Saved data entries
-- Opening Marker --
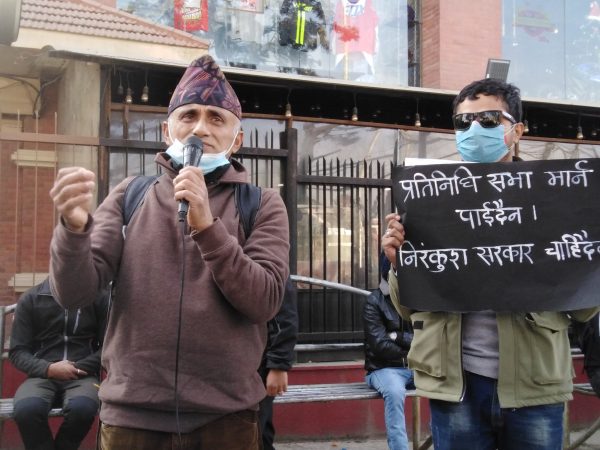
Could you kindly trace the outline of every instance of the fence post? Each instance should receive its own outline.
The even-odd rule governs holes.
[[[285,206],[290,224],[290,273],[297,272],[298,260],[298,130],[287,128],[280,141],[287,149],[285,167]]]

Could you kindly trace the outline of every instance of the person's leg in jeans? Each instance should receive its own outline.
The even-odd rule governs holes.
[[[465,373],[462,402],[430,400],[431,435],[436,450],[495,450],[492,411],[496,380]]]
[[[90,431],[99,407],[97,382],[93,376],[63,382],[64,420],[54,440],[56,450],[77,450]]]
[[[45,378],[28,378],[15,393],[14,419],[26,450],[54,450],[48,425],[57,385]]]
[[[563,403],[502,409],[500,450],[560,450]]]
[[[408,450],[404,420],[406,385],[412,383],[409,369],[386,367],[367,374],[367,384],[381,393],[384,401],[385,427],[390,450]]]

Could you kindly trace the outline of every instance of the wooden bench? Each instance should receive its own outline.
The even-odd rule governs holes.
[[[406,391],[412,400],[412,436],[413,450],[426,450],[432,444],[431,436],[421,442],[421,402],[414,390]],[[333,384],[296,384],[289,385],[273,403],[334,402],[340,400],[371,400],[381,398],[381,394],[364,382]]]

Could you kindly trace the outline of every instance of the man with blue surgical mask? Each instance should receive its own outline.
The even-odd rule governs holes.
[[[456,148],[464,161],[511,161],[523,135],[518,88],[494,78],[465,87],[453,104]]]
[[[518,160],[523,124],[517,87],[491,78],[475,81],[460,91],[453,110],[463,160]],[[390,295],[402,317],[413,323],[408,363],[417,394],[430,399],[435,449],[560,450],[564,405],[573,391],[567,329],[571,319],[586,321],[598,308],[531,313],[409,310],[402,306],[396,278],[404,227],[397,214],[389,214],[386,221],[382,246],[393,266]],[[544,358],[532,361],[531,351],[543,351]]]
[[[261,446],[266,392],[257,369],[289,276],[289,227],[272,189],[261,190],[252,233],[240,223],[235,186],[248,173],[231,155],[242,145],[241,117],[215,61],[193,61],[163,125],[162,175],[128,221],[127,239],[132,177],[91,215],[94,173],[58,172],[50,192],[61,215],[51,244],[55,297],[82,306],[117,281],[102,354],[101,450]],[[198,140],[202,157],[184,165],[182,143]]]

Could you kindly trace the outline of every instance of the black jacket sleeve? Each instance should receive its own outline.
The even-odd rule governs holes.
[[[579,347],[583,352],[583,366],[588,372],[600,369],[600,315],[585,323],[573,323]]]
[[[298,339],[298,293],[288,278],[283,302],[277,315],[269,321],[265,350],[267,369],[289,370],[294,362],[294,346]]]
[[[15,309],[12,333],[10,336],[10,362],[28,377],[46,378],[51,362],[35,356],[34,309],[33,302],[38,288],[25,292]]]
[[[379,289],[376,289],[365,302],[363,309],[363,322],[365,329],[365,339],[373,355],[384,360],[399,360],[406,356],[406,350],[402,349],[388,335],[383,313],[379,307],[378,296],[383,296]]]

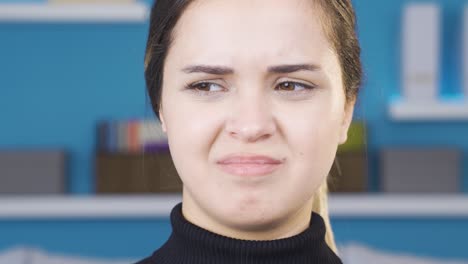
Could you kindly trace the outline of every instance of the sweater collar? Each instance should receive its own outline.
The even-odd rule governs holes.
[[[230,238],[194,225],[183,216],[182,203],[172,209],[171,224],[164,247],[177,249],[181,263],[341,263],[326,244],[324,220],[315,212],[303,232],[266,241]]]

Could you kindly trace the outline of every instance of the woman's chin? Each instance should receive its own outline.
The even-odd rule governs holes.
[[[222,208],[219,211],[222,215],[219,217],[233,229],[261,232],[270,230],[281,222],[282,210],[278,209],[270,204],[240,204]]]

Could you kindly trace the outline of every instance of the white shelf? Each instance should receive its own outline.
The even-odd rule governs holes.
[[[468,195],[331,195],[332,217],[468,217]]]
[[[431,103],[399,100],[390,103],[389,114],[393,120],[399,121],[468,120],[468,100]]]
[[[129,4],[0,4],[0,22],[145,22],[149,8]]]
[[[181,195],[0,197],[0,219],[167,218]],[[468,195],[332,194],[335,218],[468,217]]]
[[[0,219],[167,217],[181,195],[5,196]]]

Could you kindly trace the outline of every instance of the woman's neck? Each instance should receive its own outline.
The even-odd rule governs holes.
[[[284,219],[264,222],[258,225],[235,225],[218,221],[206,213],[188,195],[183,196],[182,213],[187,221],[213,233],[242,240],[275,240],[292,237],[309,227],[312,199],[294,214]]]

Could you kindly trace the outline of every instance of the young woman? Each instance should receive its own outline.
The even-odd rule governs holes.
-- Closing Marker --
Please repeat, with no pictures, each line from the start of the records above through the line with "bench? Each instance should receive its own outline.", inclusive, and only those.

Could you kindly trace the outline of every instance of the fence post? Each instance should receive its own outline.
The even-odd rule governs holes.
[[[285,206],[290,224],[290,273],[297,272],[298,260],[298,130],[287,128],[280,141],[287,149],[285,167]]]

Could you kindly trace the outline of every instance of the person's leg in jeans? Each instance should receive its own outline.
The even-odd rule governs holes.
[[[465,373],[462,402],[430,400],[431,435],[436,450],[495,450],[492,411],[496,380]]]
[[[90,431],[99,407],[97,382],[93,376],[63,382],[64,420],[54,440],[56,450],[77,450]]]
[[[45,378],[28,378],[15,393],[14,419],[26,450],[54,450],[48,425],[57,385]]]
[[[563,403],[502,409],[500,450],[560,450]]]
[[[408,450],[404,420],[406,385],[412,383],[409,369],[386,367],[367,374],[367,384],[381,393],[384,401],[385,427],[390,450]]]

Could you kindly trace the outline of every instance of the wooden bench? Each instance should receive its own outline.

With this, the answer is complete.